**FRAGMENTO PARA LEER**
·····

La España chabacana del régimen
A la falta de respeto hacia las creencias ajenas (salvo si son musulmanas, que entonces no se atreven) se une un orgulloso aprecio por el mal gusto y la faltada
Acabo de estar de cumpleaños. Cometí un error táctico. Debí haber pedido en su día a alguna mano amiga que me regalase un reloj de cajón a la vieja usanza, de esos que antaño engalanaban las salas de estar y daban puntuales las campanadas.
Si hubiese dispuesto de un reloj así, me habría tomado las uvas a su compás de la manera más plácida y elegante. Me habría ahorrado la disyuntiva de tener que elegir entre lo peor y lo malo. Es decir, entre recibir el año con la chabacanería del régimen, que encarnaban el bufón oficial del Estado y su ayudante faltona; o la chabacanería del duopolio, representada por una esforzada señora que sigue pensando que a estas alturas del siglo XXI algo tan rancio —y tan antifeminista— como enseñar un poco de cacha y embutirse en un traje de vedette kitsch es súper guay y archi original.

·····

**QUÉ HAY QUE HACER**
A – Di si cada frase coincide con el texto sobre las campanadas, con un sí o un no y las palabras exactas del texto que lo deciden. (i) El autor acaba de cumplir años. (ii) El autor tenía un reloj de cajón para tomar las uvas. (iii) El autor dice que enseñar un poco de cacha es algo antifeminista.
B – Prosigue el texto sobre las campanadas a partir de su última frase.

·····

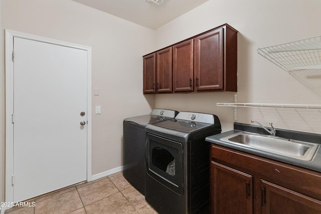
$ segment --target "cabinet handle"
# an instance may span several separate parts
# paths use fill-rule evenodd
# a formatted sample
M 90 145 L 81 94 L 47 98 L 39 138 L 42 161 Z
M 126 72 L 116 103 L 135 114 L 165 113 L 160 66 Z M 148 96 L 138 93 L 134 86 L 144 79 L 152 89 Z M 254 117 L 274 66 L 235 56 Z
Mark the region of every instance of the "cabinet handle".
M 250 183 L 248 182 L 246 182 L 245 188 L 246 188 L 246 198 L 249 198 L 251 196 L 251 186 L 250 186 Z
M 264 206 L 266 204 L 266 190 L 265 188 L 262 187 L 261 191 L 261 205 L 262 206 Z

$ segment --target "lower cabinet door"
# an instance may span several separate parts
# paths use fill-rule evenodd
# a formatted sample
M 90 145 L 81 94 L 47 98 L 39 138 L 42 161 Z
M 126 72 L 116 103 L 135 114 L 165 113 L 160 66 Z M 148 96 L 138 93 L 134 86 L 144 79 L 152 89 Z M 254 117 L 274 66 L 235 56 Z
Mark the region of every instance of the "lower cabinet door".
M 211 179 L 212 213 L 252 213 L 251 175 L 212 161 Z
M 321 201 L 263 180 L 261 186 L 262 213 L 321 213 Z

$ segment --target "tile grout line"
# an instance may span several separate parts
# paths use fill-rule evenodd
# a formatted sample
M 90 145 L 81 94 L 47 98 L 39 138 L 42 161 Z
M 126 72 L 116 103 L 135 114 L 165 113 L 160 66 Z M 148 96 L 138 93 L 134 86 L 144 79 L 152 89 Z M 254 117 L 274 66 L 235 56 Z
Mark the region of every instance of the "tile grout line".
M 85 204 L 84 204 L 84 202 L 82 201 L 82 199 L 81 199 L 81 196 L 80 196 L 80 194 L 79 194 L 79 192 L 78 191 L 78 188 L 77 187 L 77 186 L 76 186 L 76 190 L 77 190 L 77 193 L 78 194 L 78 196 L 79 196 L 79 198 L 80 198 L 80 201 L 81 201 L 81 203 L 82 203 L 83 208 L 84 208 L 84 209 L 85 209 L 85 212 L 87 213 L 87 210 L 86 210 L 86 208 L 85 208 Z

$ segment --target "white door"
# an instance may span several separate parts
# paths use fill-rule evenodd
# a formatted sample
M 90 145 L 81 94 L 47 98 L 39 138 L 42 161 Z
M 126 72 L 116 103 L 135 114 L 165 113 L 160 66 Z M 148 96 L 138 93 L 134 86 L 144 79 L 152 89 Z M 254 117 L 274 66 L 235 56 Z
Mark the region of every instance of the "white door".
M 18 37 L 14 49 L 17 202 L 86 180 L 88 59 L 84 50 Z

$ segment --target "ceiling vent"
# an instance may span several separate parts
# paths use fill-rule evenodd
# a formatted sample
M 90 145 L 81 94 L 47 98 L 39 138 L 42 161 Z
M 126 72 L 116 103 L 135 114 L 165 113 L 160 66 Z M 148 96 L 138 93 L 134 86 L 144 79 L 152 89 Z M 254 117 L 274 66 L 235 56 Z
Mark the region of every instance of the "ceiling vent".
M 164 0 L 146 0 L 155 5 L 159 5 L 164 2 Z

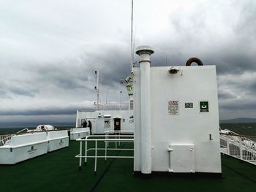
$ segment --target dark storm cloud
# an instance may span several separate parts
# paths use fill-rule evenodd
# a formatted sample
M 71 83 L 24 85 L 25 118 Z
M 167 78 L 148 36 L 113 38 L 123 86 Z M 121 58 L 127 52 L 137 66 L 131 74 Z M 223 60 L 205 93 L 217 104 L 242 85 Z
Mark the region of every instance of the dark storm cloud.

·····

**RESPUESTAS**
A –
(i) Sí: «Acabo de estar de cumpleaños.»
(ii) No: «Si hubiese dispuesto de un reloj así, me habría tomado las uvas a su compás de la manera más plácida y elegante.»
(iii) Sí: «algo tan rancio —y tan antifeminista— como enseñar un poco de cacha»

B –
Los programas de las campanadas desde Sol retrataron dos tendencias de la nueva España modelada por la ingeniería social del sanchismo:
La primera tendencia es un gusto militante por el feísmo y la chabacanería. Se huye de la belleza, la gracia creativa y la inteligencia y se ensalza con orgullo la vulgaridad, pues en ella es más fácil unificarnos a todos. La carencia de ingenio se sustituye por provocaciones cutres y simplonas, que además confunden lo hortera con lo moderno. Pensar cotiza a la baja. Resulta más asequible, más igualitario, provocar activando solo media neurona.
La segunda tendencia es que un poder que se hace llamar «progresista» está recuperando la cavernícola bandera del anticlericalismo. Constituyó ya una seña de identidad de la izquierda española en el siglo pasado, cuando llegaron al escalofriante extremo de desatar una de las persecuciones religiosas más mortíferas de Europa.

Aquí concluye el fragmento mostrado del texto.